_Document segment:_
[Start of Attachment]

HIV-1 Adaptation to host/various musings
nna at le.ac.uk
Fri Oct 20 06:52:58 EST 1995
york at mbcrr.dfci.harvard.edu (Ian A. York) wrote:
>This has been discussed in great detail on bionet.virology. The bottom
>line is that the generalization that viruses and other pathogens adapt to
>their hosts and become less virulent over time is a myth. There are some
>apaprent examples of this happening, but there are many examples where it
>deosn't happen and some where the reverse may be happening. My favourite
>counterexample is the most lethal virus known*, with a mortality rate of
>well over 99.99999%, rabies virus: this has been around for thousands of
>years at the least without any signs of attenuating.

[End of Attachment]

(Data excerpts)
[Start of Attachment]

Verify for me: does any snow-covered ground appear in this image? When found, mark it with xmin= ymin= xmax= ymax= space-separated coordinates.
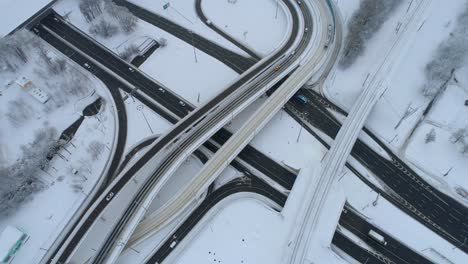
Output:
xmin=0 ymin=0 xmax=52 ymax=38
xmin=54 ymin=0 xmax=238 ymax=105
xmin=325 ymin=0 xmax=468 ymax=202
xmin=326 ymin=0 xmax=465 ymax=148
xmin=0 ymin=34 xmax=116 ymax=263
xmin=129 ymin=0 xmax=248 ymax=57
xmin=228 ymin=98 xmax=326 ymax=169
xmin=340 ymin=171 xmax=467 ymax=264
xmin=122 ymin=92 xmax=172 ymax=152
xmin=175 ymin=198 xmax=288 ymax=263
xmin=404 ymin=85 xmax=468 ymax=202
xmin=202 ymin=0 xmax=288 ymax=56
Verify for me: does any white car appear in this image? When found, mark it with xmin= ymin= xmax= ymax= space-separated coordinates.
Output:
xmin=106 ymin=192 xmax=114 ymax=201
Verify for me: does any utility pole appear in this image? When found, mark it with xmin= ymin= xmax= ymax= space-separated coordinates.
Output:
xmin=296 ymin=119 xmax=304 ymax=142
xmin=275 ymin=0 xmax=279 ymax=19
xmin=189 ymin=30 xmax=198 ymax=63
xmin=137 ymin=105 xmax=154 ymax=134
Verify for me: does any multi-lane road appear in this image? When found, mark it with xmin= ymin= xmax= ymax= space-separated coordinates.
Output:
xmin=339 ymin=204 xmax=432 ymax=264
xmin=145 ymin=176 xmax=287 ymax=264
xmin=113 ymin=0 xmax=258 ymax=73
xmin=286 ymin=89 xmax=468 ymax=252
xmin=33 ymin=0 xmax=310 ymax=260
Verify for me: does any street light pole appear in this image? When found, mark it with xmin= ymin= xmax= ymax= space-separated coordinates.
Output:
xmin=275 ymin=0 xmax=279 ymax=19
xmin=189 ymin=30 xmax=198 ymax=63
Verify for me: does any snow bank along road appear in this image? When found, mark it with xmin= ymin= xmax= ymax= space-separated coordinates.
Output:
xmin=145 ymin=176 xmax=286 ymax=264
xmin=113 ymin=0 xmax=256 ymax=73
xmin=32 ymin=0 xmax=314 ymax=262
xmin=33 ymin=9 xmax=295 ymax=262
xmin=288 ymin=0 xmax=436 ymax=263
xmin=335 ymin=204 xmax=432 ymax=264
xmin=36 ymin=10 xmax=295 ymax=192
xmin=286 ymin=86 xmax=468 ymax=252
xmin=88 ymin=0 xmax=308 ymax=262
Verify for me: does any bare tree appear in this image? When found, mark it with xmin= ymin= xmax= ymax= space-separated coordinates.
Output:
xmin=88 ymin=140 xmax=104 ymax=160
xmin=424 ymin=128 xmax=436 ymax=144
xmin=450 ymin=128 xmax=467 ymax=144
xmin=89 ymin=19 xmax=119 ymax=38
xmin=105 ymin=0 xmax=138 ymax=33
xmin=6 ymin=98 xmax=34 ymax=127
xmin=422 ymin=6 xmax=468 ymax=97
xmin=340 ymin=0 xmax=403 ymax=68
xmin=0 ymin=127 xmax=58 ymax=215
xmin=158 ymin=38 xmax=167 ymax=48
xmin=119 ymin=44 xmax=140 ymax=62
xmin=79 ymin=0 xmax=102 ymax=23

[End of Attachment]

_Prompt:_
From the post on virus adaptation, retype the part that opens with the words containing "HIV-1 Adaptation to" and closes with "signs of attenuating.". The rows have no connection to the post on virus adaptation.

_Completed task:_
HIV-1 Adaptation to host/various musings
nna at le.ac.uk
Fri Oct 20 06:52:58 EST 1995
york at mbcrr.dfci.harvard.edu (Ian A. York) wrote:
>This has been discussed in great detail on bionet.virology. The bottom
>line is that the generalization that viruses and other pathogens adapt to
>their hosts and become less virulent over time is a myth. There are some
>apaprent examples of this happening, but there are many examples where it
>deosn't happen and some where the reverse may be happening. My favourite
>counterexample is the most lethal virus known*, with a mortality rate of
>well over 99.99999%, rabies virus: this has been around for thousands of
>years at the least without any signs of attenuating.